Put the lines starting at the one containing "For every instance of the shadow" and ending at the one containing "For every instance of the orange" into a JSON list of strings, one string per line, leaving out any blank lines.

*GIVEN RECORDS*:
....
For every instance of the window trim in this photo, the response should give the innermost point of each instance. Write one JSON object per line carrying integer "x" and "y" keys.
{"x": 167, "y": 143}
....
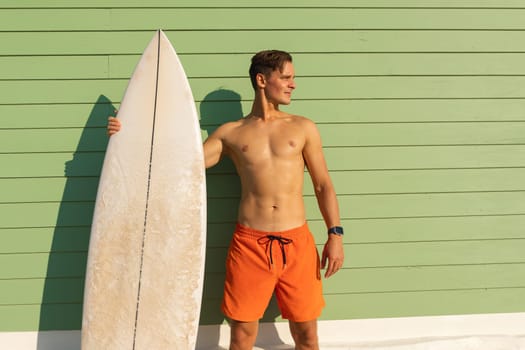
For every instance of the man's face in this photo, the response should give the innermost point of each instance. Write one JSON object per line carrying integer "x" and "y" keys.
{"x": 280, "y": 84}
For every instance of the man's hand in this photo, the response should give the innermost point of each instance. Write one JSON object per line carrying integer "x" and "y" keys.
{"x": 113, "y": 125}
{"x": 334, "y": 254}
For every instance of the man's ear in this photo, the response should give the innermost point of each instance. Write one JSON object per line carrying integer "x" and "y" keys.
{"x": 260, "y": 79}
....
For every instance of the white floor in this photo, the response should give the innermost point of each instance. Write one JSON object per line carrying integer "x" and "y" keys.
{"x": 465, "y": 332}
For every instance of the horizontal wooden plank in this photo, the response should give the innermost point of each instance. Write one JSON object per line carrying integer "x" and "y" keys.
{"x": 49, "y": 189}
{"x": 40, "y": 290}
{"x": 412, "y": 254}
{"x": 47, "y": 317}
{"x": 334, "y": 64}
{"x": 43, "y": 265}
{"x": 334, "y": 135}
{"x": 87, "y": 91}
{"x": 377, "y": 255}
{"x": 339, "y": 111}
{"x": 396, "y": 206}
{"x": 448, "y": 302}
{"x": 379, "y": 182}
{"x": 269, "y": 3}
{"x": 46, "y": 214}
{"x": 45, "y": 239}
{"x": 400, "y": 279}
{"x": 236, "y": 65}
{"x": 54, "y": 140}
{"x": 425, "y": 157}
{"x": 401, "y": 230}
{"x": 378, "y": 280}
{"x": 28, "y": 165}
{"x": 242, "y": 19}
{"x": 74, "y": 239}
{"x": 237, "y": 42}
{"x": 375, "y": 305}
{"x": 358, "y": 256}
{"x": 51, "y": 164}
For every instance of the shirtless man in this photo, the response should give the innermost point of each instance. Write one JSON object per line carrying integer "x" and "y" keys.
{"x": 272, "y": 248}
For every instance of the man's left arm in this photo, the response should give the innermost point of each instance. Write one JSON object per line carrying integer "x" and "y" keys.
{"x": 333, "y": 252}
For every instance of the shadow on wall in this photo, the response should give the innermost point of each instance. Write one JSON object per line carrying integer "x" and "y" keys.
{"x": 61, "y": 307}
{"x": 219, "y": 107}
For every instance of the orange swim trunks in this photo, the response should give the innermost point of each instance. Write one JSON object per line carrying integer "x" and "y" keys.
....
*RESULT*:
[
  "For every instance of the shadow on wall in this photo, the response should give the innermost point of each instance. Write one JSON object per line carrying integer \"x\" and \"y\" keys.",
  "{\"x\": 61, \"y\": 307}",
  "{\"x\": 219, \"y\": 107}",
  "For every instance of the orange swim trunks in this photo, the response should give the innermost point of each instance. Write one JSON object per line carrying integer \"x\" and \"y\" keys."
]